----- EXTRACT -----

Credit phase-outs: Tax credits like the earned income tax credit and child tax credit reduce or disappear as AGI rises.

Retirement account eligibility: The ability to deduct traditional IRA contributions and contribute directly to a Roth IRA is limited by AGI.

Student loan deduction: Phases out above certain AGI thresholds.

AGI vs. Modified Adjusted Gross Income (MAGI)

Many tax rules reference Modified AGI (MAGI) rather than plain AGI. MAGI adds back certain deductions to your AGI — the specific addbacks depend on which benefit you're calculating. For example:

  • Roth IRA eligibility uses MAGI that adds back student loan interest and certain other items
  • Net investment income tax uses MAGI that adds back foreign earned income exclusion

Check the specific rule for whichever benefit you're evaluating — the IRS form instructions will specify whether to use AGI or MAGI.

----- DATA LINES -----

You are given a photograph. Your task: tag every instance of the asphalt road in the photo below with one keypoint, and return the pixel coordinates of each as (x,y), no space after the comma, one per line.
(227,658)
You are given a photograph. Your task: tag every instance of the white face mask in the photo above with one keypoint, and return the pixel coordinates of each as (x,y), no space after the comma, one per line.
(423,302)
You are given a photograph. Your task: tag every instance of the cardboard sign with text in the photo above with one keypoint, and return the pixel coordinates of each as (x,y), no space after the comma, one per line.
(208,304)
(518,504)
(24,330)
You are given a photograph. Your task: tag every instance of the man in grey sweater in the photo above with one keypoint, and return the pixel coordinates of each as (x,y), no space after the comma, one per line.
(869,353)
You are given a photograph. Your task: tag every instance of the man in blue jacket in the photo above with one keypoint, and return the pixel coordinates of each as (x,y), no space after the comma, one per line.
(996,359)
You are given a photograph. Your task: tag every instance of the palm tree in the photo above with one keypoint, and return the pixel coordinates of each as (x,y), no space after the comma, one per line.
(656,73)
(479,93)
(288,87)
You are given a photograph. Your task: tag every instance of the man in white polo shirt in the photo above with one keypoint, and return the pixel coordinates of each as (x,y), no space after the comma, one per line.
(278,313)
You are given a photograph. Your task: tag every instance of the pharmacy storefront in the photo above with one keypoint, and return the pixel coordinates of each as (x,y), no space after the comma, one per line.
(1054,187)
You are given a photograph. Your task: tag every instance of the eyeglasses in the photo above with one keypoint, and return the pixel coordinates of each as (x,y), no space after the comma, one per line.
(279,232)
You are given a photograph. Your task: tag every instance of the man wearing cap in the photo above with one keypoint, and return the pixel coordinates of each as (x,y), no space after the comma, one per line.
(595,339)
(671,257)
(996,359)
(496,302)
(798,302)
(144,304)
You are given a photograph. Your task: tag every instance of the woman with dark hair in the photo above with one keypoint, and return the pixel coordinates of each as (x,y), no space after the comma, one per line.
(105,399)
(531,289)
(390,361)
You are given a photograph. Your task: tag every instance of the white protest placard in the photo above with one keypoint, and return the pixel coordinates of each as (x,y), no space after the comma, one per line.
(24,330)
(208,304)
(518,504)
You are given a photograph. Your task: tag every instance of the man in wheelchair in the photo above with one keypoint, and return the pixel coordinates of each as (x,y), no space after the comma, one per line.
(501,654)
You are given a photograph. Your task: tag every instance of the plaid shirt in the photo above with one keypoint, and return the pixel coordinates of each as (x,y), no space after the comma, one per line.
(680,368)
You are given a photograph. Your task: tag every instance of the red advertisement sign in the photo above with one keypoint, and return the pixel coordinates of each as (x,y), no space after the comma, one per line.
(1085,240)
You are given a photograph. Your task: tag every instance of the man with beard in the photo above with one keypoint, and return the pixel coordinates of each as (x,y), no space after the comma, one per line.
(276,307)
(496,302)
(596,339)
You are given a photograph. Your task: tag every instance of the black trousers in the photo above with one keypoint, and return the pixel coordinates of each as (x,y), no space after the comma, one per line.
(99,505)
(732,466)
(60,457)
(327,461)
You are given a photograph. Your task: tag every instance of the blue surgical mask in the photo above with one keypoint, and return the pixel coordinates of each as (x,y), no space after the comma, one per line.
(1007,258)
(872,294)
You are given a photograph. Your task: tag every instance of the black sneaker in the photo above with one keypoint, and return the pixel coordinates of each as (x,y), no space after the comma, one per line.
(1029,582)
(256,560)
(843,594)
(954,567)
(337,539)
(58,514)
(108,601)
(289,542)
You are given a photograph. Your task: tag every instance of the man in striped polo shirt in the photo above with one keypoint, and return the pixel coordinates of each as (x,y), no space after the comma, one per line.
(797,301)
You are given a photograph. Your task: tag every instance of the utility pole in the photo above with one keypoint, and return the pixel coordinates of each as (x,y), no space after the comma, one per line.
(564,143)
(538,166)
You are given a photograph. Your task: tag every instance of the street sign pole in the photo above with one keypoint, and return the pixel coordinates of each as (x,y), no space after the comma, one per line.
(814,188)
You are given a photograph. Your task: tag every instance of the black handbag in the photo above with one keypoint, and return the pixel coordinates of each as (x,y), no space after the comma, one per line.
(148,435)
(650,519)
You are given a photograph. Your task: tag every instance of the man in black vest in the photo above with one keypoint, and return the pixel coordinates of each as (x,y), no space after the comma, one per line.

-----

§ **EXERCISE INSTRUCTIONS**
1 - According to the passage on AGI and MAGI, what does the MAGI used for the net investment income tax add back?
2 - Please go on with the passage on AGI and MAGI, starting after its last sentence.
The rows come from a separate source and are not part of the text.

§ **ANSWERS FOR THIS EXERCISE**
1 - The foreign earned income exclusion.

2 -
How to Lower Your AGI

Reducing your AGI is one of the most effective tax strategies because it simultaneously lowers taxable income and increases eligibility for benefits:

  • Maximize pre-tax retirement contributions (401(k), traditional IRA)
  • Contribute to an HSA if eligible
  • Deduct self-employment business expenses
  • Take the student loan interest deduction if you qualify

AGI is calculated on Form 1040 — Schedule 1 lists most of the above-the-line deductions that get subtracted from total income to arrive at the AGI figure.